• **GIVEN INSTRUCTION**: According to the Sigma AI Query guide, how many new active users did Sigma add in the past fiscal year?

How to Set Up Sigma Computing AI Query
Last updated Apr 10, 2026

What Sigma AI Query Does and Why It Matters
Sigma Computing AI Query lets analysts run large language model functions directly inside a spreadsheet-style workbook. Instead of exporting data to a notebook, writing Python, and importing results back into your BI tool, you type a formula in the Sigma formula bar. That formula calls an AI model hosted on your cloud data warehouse and returns the result into a new column.
The practical effect: a customer support team can classify 50,000 tickets by sentiment in a single column formula. A finance team can summarize quarterly earnings call transcripts without leaving the same workbook where they track revenue. All compute stays on your warehouse. No data leaves your infrastructure.
Sigma announced $200M in annual recurring revenue on April 8, 2026, doubling year-over-year. AI Query and AI Agents were cited as the fastest-adopted features driving that growth, with over 1.1 million new active users added in the past fiscal year.

• **DATA RECORDS**:
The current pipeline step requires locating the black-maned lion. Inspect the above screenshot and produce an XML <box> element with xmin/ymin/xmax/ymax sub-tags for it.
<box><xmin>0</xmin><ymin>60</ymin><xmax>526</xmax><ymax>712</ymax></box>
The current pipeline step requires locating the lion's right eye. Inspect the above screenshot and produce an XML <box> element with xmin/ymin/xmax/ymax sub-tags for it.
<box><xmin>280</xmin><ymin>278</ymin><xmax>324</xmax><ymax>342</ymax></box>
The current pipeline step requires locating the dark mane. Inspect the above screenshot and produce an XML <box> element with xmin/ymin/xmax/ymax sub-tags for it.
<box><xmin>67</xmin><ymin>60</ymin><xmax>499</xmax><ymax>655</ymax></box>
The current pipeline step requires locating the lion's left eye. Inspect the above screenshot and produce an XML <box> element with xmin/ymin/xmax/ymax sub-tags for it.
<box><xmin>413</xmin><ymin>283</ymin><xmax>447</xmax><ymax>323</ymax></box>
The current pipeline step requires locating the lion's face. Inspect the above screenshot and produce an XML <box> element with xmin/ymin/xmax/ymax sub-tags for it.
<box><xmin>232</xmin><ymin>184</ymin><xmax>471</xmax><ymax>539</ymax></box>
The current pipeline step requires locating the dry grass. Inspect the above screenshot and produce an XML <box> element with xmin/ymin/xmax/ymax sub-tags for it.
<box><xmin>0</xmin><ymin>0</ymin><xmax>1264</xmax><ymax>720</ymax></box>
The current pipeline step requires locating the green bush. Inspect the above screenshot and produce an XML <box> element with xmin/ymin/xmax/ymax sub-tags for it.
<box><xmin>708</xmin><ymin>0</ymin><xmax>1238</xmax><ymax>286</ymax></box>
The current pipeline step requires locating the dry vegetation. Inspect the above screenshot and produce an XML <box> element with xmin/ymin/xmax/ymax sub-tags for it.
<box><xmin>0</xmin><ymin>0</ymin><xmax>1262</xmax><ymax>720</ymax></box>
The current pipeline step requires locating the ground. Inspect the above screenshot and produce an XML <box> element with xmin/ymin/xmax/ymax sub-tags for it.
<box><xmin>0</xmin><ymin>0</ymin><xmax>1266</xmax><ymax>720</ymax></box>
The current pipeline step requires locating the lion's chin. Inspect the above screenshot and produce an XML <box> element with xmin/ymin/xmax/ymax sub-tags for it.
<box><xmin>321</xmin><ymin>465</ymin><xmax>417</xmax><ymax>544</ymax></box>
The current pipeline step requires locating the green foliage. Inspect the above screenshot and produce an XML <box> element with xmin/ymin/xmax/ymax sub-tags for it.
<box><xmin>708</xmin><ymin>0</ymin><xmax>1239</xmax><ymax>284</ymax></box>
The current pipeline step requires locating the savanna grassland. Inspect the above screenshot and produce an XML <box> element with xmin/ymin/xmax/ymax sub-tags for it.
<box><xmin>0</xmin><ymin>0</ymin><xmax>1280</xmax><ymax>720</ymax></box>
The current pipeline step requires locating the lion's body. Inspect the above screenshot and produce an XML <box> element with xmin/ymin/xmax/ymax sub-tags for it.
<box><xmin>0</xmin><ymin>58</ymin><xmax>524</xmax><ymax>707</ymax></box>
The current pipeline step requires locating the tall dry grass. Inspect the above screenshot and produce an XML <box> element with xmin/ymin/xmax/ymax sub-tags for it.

• **RESULT**: Over 1.1 million.